TO DO:
The data is to be transcribed in full, with nothing missed.

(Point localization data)
━━━━━━

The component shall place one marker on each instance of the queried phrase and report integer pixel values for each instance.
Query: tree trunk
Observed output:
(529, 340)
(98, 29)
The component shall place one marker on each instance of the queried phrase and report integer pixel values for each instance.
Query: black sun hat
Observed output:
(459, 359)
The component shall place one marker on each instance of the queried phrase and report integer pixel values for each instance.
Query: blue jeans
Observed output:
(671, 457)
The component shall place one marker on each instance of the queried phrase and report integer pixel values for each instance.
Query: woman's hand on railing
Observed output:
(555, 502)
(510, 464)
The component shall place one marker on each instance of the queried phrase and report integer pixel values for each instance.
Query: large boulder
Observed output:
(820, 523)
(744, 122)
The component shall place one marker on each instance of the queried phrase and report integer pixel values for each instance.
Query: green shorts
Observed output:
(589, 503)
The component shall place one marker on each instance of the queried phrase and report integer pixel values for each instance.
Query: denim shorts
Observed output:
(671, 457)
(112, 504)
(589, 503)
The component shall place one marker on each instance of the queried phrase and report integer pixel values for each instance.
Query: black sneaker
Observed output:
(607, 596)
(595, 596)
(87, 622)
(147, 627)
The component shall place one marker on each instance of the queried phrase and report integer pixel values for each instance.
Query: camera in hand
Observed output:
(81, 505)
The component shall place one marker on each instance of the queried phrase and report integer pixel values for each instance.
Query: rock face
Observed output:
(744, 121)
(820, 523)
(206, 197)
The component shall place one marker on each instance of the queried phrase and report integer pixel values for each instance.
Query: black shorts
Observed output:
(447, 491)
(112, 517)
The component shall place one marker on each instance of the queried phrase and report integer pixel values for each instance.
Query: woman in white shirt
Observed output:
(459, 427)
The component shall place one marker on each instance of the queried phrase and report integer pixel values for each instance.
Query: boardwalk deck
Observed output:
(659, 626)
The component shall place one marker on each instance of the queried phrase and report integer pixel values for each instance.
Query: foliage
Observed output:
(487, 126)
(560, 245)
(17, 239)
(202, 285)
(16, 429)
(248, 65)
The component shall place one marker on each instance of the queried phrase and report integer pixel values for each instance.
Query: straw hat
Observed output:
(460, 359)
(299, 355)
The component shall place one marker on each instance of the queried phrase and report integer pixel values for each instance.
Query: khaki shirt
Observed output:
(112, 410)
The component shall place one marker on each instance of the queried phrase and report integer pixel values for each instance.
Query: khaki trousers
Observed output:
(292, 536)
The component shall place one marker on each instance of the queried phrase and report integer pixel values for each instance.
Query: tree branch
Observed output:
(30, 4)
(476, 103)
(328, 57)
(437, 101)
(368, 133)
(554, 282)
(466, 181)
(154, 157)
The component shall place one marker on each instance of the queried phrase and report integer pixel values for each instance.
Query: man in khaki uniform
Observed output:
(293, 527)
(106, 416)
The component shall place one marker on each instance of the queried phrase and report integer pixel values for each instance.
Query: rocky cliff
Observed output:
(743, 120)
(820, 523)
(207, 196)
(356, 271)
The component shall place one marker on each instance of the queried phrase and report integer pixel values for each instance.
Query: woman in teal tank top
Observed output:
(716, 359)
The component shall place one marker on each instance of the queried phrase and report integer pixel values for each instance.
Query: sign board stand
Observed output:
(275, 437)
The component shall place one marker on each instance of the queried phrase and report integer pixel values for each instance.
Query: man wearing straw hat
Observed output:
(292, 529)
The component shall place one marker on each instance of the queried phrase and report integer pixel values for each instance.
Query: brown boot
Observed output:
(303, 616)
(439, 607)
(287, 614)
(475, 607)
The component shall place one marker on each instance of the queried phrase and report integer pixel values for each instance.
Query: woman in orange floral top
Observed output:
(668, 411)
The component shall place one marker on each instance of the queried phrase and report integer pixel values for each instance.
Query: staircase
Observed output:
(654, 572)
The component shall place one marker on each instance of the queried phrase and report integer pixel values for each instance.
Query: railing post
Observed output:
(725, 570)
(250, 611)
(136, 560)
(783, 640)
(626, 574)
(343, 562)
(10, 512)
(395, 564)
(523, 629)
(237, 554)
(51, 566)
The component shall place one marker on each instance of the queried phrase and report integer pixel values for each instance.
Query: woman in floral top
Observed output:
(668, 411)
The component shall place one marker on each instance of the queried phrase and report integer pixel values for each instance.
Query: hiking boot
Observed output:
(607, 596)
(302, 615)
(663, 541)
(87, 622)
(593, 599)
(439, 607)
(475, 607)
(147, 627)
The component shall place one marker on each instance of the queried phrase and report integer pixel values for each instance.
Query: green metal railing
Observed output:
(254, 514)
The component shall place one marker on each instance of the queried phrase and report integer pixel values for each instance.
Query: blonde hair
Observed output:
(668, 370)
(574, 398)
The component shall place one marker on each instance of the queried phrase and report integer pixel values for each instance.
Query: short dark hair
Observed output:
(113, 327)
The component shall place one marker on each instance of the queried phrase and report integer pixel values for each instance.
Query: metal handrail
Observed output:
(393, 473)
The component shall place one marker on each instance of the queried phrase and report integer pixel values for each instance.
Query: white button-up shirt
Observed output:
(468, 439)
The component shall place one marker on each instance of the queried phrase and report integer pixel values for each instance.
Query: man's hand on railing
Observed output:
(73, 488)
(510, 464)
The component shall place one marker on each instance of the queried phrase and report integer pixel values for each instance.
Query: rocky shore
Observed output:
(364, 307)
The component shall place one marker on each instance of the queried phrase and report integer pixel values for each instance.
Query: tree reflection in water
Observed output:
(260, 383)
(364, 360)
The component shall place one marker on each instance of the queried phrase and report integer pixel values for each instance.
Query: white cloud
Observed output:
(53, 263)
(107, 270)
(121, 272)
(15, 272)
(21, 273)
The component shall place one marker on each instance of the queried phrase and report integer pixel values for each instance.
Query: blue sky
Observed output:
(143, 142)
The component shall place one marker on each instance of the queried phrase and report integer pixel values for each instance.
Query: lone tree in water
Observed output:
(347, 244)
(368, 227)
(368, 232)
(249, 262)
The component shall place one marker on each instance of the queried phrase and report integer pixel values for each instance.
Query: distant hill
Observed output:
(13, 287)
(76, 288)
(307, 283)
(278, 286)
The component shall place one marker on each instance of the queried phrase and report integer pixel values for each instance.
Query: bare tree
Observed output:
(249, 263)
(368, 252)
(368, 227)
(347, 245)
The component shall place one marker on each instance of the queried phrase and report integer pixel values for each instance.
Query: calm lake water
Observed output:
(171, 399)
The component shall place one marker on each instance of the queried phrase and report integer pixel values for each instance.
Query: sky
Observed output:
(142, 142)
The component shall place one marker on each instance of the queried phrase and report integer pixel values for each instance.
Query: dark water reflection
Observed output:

━━━━━━

RESPONSE TO THIS TASK:
The component shall place one marker on each instance of the queried phrase and report integer pixel values for each instance.
Query: tree trunk
Observed output:
(529, 340)
(98, 29)
The component shall place one marker on each instance of the queried phrase and report integer pixel values for each instance.
Query: black sun hat
Observed output:
(459, 359)
The component shall place one marker on each instance of the queried phrase and report integer pixel values for each instance.
Query: blue jeans
Observed output:
(671, 457)
The component shall place one marker on each instance of the queried phrase and report integer pixel values for each instance.
Query: woman's hand on railing
Observed output:
(555, 502)
(510, 464)
The component shall place one marker on each instance of the queried phrase and report integer pixel values for each instance.
Query: large boulder
Observed output:
(820, 523)
(744, 122)
The component shall place one marker on each instance of the queried phrase and report integer pixel values for each instance.
Query: green shorts
Observed output:
(589, 503)
The component shall place one marker on each instance of the queried phrase and report integer pixel values for each instance.
Query: denim shorts
Observed output:
(671, 457)
(112, 504)
(589, 503)
The component shall place one marker on each instance of the queried phrase and report integer pixel values for each instance.
Query: black sneaker
Observed output:
(607, 596)
(595, 596)
(87, 622)
(147, 627)
The component shall place one marker on each instance of the queried phrase and report integer pixel values for each instance.
Query: camera in hand
Observed output:
(81, 505)
The component shall place one marker on each instance of the queried phrase and report integer pixel values for each instance.
Query: rock face
Observed output:
(744, 121)
(820, 523)
(206, 197)
The component shall place one marker on each instance of the queried phrase and report integer pixel values for each instance.
Query: black shorts
Observed output:
(447, 491)
(112, 517)
The component shall place one marker on each instance of the queried phrase and report integer pixel values for each instance.
Query: woman in white shirt
Observed output:
(459, 427)
The component shall place one marker on each instance of the queried phrase and report integer pixel values for each instance.
Query: boardwalk deck
Observed output:
(659, 626)
The component shall place one marker on each instance of the queried phrase and report integer pixel values for each instance.
Query: foliage
Observed output:
(487, 126)
(560, 245)
(17, 239)
(202, 285)
(16, 429)
(248, 65)
The component shall place one marker on each instance of the queried phrase and report integer pixel values for each instance.
Query: straw hat
Observed output:
(460, 359)
(299, 355)
The component shall place one marker on each instance of the queried phrase and report integer pixel values for each instance.
Query: khaki shirt
Observed output:
(112, 410)
The component shall place one marker on each instance of the queried phrase and report integer pixel values for each instance.
Query: khaki trousers
Observed output:
(292, 536)
The component shall place one marker on each instance of the queried phrase and report integer pixel values for each instance.
Query: tree branch
Observed output:
(30, 4)
(476, 103)
(328, 57)
(437, 101)
(368, 133)
(554, 282)
(466, 181)
(154, 157)
The component shall place one marker on each instance of the queried phrase and report integer pixel values for each instance.
Query: man in khaki uniform
Observed output:
(293, 527)
(106, 416)
The component shall place one marker on each instance of the queried phrase and report integer pixel values for each instance.
Query: rocky cliff
Observed output:
(743, 120)
(820, 523)
(207, 196)
(356, 271)
The component shall place one marker on each instance of the queried phrase and report integer pixel values for each instance.
Query: woman in teal tank top
Observed output:
(716, 359)
The component shall place one marker on each instance of the queried phrase and report integer pixel values for each instance.
Query: sign board stand
Observed output:
(275, 437)
The component shall place one marker on each instance of the queried phrase and report integer pixel values for each instance.
Query: man wearing straw hat
Observed output:
(292, 529)
The component shall place one marker on each instance of the queried phrase and report integer pixel values for each instance.
Query: brown boot
Observed output:
(303, 616)
(439, 607)
(287, 614)
(475, 607)
The component shall place one marker on each instance of the queried phrase and report integer pixel values for each instance.
Query: woman in orange floral top
Observed output:
(668, 411)
The component shall place one marker on each instance of the queried phrase and report integer pixel values for each instance.
Query: staircase
Observed output:
(654, 572)
The component shall place one marker on each instance of the queried phrase and report integer pixel values for each instance.
Query: railing post
Observed output:
(725, 570)
(250, 611)
(136, 560)
(783, 640)
(626, 574)
(343, 562)
(10, 512)
(395, 564)
(523, 629)
(237, 554)
(51, 566)
The component shall place one marker on each instance of the queried phrase and report integer pixel values for each instance.
Query: woman in floral top
Observed output:
(668, 411)
The component shall place one marker on each instance of the queried phrase and report integer pixel values for each instance.
Query: hiking boot
Observed output:
(607, 596)
(302, 615)
(663, 541)
(87, 622)
(593, 599)
(439, 607)
(475, 607)
(147, 627)
The component shall place one marker on each instance of the queried phrase and report integer pixel values for each instance.
Query: green metal railing
Observed output:
(254, 514)
The component shall place one marker on each instance of the queried phrase and report integer pixel values for each instance.
Query: blonde hair
Observed output:
(668, 370)
(574, 398)
The component shall place one marker on each instance of the queried phrase and report integer pixel values for each instance.
Query: short dark hair
Observed output:
(113, 327)
The component shall place one marker on each instance of the queried phrase and report integer pixel values for each instance.
Query: metal handrail
Observed output:
(393, 473)
The component shall place one marker on each instance of the queried phrase and report integer pixel values for each instance.
Query: white button-up shirt
Observed output:
(468, 439)
The component shall place one marker on each instance of the queried phrase and report integer pixel values for each instance.
Query: man's hand on railing
Observed output:
(73, 488)
(510, 464)
The component shall place one marker on each instance of the queried phrase and report integer pixel values for each instance.
Query: rocky shore
Observed output:
(364, 307)
The component shall place one marker on each instance of the queried phrase and report integer pixel values for each instance.
Query: tree reflection in water
Observed output:
(260, 383)
(364, 360)
The component shall place one marker on each instance of the queried phrase and report integer pixel values for each instance.
Query: white cloud
Observed output:
(53, 263)
(107, 270)
(121, 272)
(15, 272)
(21, 273)
The component shall place one marker on each instance of the queried phrase and report integer pixel values for each instance.
Query: blue sky
Observed output:
(143, 142)
The component shall place one marker on each instance of the queried phrase and report integer pixel values for each instance.
Query: lone tree in water
Observed output:
(347, 244)
(368, 227)
(368, 232)
(249, 262)
The component shall place one marker on each instance of the queried phrase and report integer pixel values for each instance.
Query: distant hill
Observed output:
(13, 287)
(76, 288)
(307, 283)
(278, 286)
The component shall place one marker on each instance of the queried phrase and report integer pixel values for each instance.
Query: bare tree
Observed output:
(249, 263)
(368, 252)
(368, 227)
(347, 245)
The component shall place one marker on each instance of the queried phrase and report integer pixel values for each instance.
Query: calm lake water
Observed output:
(171, 399)
The component shall place one marker on each instance of the queried phrase and report integer pixel values for each instance.
Query: sky
Observed output:
(142, 142)
The component shall place one marker on each instance of the queried phrase and report integer pixel values for each instance.
Query: dark water reflection
Observed output:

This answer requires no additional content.